At 8 p.m. on 3 September Colonel Klein received a report that two tanker trucks had been hijacked by the Taliban as they drove south through Kunduz province (‘Entführung der Tanklastwagen’ on the map above).  Thomas Ruttig provides an excellent overview of how what the Bundeswehr called ‘the Incident at Coordinate 42S VF 8934 5219’ unfolded here:

‘ The trucks were owned by an Afghan private company and contracted to deliver airplane fuel to ISAF forces. When the two hijacked lorries got stuck crossing a shallow riverbed at the border between Aliabad and Chahrdara districts, away from the main road, in the middle of a night in Ramadan, the Taliban mobilised the inhabitants of nearby villages more or less under their control to pump the fuel out and get the lorries going again. A large number took the offer up. Meanwhile, with the help of ISAF air reconnaissance, the immobilised trucks were located. This was done by a B-1 bomber which had cameras on board so strong they could even identify the weapons carried by the hijackers.’

KUNDUZ Airstrike AERIAL 2

The B-1 had to withdraw in the early hours of the morning because it was running low on fuel, and according to some reports the US Air Force was unwilling to provide replacement aircraft unless there were ‘Troops in Contact’ (TIC) with the Taliban.  Klein decided to confirm a TIC – even though his troops were not at the scene – and two F-15E fighter jets flew right over his Forward Operating Base and then took up their station near the tankers at 0108.  These aircraft (the two shown below were photographed over eastern Afghanistan) are operated by two crew members, a pilot and a weapons systems officer, and are equipped with Forward-Looking Infrared Sensors that, as Rutting notes, ‘portrayed people on the ground only as black spots.’  The two jets eventually carried out an airstrike at 0150.

..........

WRITTEN PROBLEM:
Please revise the Kunduz airstrike account from "KUNDUZ Airstrike AERIAL" up to and including "airstrike at 0150.", putting "strike aircraft" wherever "fighter jets" appears.

..........

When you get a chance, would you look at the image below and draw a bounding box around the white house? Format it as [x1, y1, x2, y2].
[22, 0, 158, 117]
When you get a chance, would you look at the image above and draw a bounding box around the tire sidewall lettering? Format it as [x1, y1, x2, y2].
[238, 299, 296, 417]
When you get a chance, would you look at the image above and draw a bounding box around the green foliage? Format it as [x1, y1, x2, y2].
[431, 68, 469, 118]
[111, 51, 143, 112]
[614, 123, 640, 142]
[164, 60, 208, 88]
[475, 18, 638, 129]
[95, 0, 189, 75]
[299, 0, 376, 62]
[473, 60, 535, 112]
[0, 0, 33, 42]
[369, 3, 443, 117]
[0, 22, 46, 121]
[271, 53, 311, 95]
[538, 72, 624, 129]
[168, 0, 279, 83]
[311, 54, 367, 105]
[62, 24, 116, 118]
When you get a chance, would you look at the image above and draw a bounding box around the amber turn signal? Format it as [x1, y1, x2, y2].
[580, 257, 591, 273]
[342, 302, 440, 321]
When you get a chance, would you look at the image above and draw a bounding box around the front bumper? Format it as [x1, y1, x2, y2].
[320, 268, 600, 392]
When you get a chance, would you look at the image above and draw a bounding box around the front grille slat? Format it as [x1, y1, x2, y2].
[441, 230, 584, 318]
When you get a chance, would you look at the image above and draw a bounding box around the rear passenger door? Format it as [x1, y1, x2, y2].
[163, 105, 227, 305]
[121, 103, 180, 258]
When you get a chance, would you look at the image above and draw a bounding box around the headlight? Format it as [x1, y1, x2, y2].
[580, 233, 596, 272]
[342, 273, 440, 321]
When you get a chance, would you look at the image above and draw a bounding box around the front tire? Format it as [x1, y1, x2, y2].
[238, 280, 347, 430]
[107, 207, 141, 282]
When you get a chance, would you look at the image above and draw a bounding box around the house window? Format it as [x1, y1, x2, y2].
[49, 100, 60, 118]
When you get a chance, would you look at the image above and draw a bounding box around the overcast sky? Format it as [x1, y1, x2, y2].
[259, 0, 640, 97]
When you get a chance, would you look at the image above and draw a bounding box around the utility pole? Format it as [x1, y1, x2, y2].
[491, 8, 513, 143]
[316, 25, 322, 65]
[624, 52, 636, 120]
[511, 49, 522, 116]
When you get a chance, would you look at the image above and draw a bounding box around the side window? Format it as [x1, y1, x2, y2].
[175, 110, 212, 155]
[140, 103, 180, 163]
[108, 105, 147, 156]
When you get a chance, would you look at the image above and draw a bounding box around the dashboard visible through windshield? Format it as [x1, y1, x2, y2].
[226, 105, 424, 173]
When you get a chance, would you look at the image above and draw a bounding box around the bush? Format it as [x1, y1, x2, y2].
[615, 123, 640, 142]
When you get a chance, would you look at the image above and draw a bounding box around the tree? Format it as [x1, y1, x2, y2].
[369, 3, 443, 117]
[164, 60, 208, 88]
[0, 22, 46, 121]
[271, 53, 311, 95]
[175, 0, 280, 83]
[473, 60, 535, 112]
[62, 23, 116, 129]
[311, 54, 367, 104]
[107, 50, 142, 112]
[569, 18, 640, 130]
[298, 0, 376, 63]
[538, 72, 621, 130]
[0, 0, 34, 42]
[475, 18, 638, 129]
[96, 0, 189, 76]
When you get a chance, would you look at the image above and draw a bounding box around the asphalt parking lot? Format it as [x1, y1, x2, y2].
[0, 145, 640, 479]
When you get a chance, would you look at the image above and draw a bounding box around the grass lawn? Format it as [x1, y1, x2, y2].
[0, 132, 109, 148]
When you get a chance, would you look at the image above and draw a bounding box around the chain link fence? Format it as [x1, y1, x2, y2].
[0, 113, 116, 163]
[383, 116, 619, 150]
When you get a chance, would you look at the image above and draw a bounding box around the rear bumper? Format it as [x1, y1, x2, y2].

..........

WRITTEN ANSWER:
KUNDUZ Airstrike AERIAL 2

The B-1 had to withdraw in the early hours of the morning because it was running low on fuel, and according to some reports the US Air Force was unwilling to provide replacement aircraft unless there were ‘Troops in Contact’ (TIC) with the Taliban.  Klein decided to confirm a TIC – even though his troops were not at the scene – and two F-15E strike aircraft flew right over his Forward Operating Base and then took up their station near the tankers at 0108.  These aircraft (the two shown below were photographed over eastern Afghanistan) are operated by two crew members, a pilot and a weapons systems officer, and are equipped with Forward-Looking Infrared Sensors that, as Rutting notes, ‘portrayed people on the ground only as black spots.’  The two jets eventually carried out an airstrike at 0150.